» Instruction
Update the stretch of data from the line containing "Could you please point to the short" through the line containing "column 381, row 330" by swapping "marker" for "dot" and changing nothing else. Return only those lines.

═══ Supplied data ═══

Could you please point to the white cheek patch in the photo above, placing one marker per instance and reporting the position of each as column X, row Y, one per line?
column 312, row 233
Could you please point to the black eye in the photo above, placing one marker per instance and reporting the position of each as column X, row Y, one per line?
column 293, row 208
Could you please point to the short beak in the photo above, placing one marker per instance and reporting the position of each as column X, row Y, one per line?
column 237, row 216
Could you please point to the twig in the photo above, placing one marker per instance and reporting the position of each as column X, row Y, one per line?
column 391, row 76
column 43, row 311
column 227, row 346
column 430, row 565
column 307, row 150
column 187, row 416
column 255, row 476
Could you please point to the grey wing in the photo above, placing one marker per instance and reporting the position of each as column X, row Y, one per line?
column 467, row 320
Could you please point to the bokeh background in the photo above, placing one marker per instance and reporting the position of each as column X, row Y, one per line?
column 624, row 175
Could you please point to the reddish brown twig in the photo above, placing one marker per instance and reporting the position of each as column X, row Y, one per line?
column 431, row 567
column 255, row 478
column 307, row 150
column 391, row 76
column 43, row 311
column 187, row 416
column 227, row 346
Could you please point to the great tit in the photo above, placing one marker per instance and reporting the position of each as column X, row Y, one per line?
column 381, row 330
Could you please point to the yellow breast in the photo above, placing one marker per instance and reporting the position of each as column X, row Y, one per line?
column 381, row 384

═══
═══ Supplied data ═══

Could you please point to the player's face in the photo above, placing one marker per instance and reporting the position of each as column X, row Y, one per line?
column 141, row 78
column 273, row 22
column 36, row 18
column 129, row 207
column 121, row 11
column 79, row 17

═══

» Complete answer
Could you please point to the short beak in the photo above, placing one dot per instance and reporting the position of each as column X, row Y, one per line?
column 237, row 216
Could you please point to the twig in the photo above, placing one dot per instance and reporting the position of each as column X, row Y, one per line?
column 391, row 76
column 43, row 311
column 227, row 346
column 430, row 565
column 307, row 150
column 187, row 416
column 255, row 476
Could you please point to the grey wing in the photo above, placing one dot per instance and reporting the position of each as column X, row Y, one per line?
column 467, row 320
Could you please point to the bokeh background in the photo above, placing one dot per instance and reporting the position of each as column X, row Y, one per line?
column 624, row 175
Could you please point to the reddish brown twig in the photo above, placing one dot per instance and reporting the position of each as column X, row Y, one per line?
column 431, row 567
column 255, row 478
column 307, row 150
column 391, row 76
column 43, row 311
column 187, row 416
column 227, row 346
Could you please point to the great tit in the photo above, placing one dot per instance and reporting the position of each as column X, row Y, one per line?
column 381, row 330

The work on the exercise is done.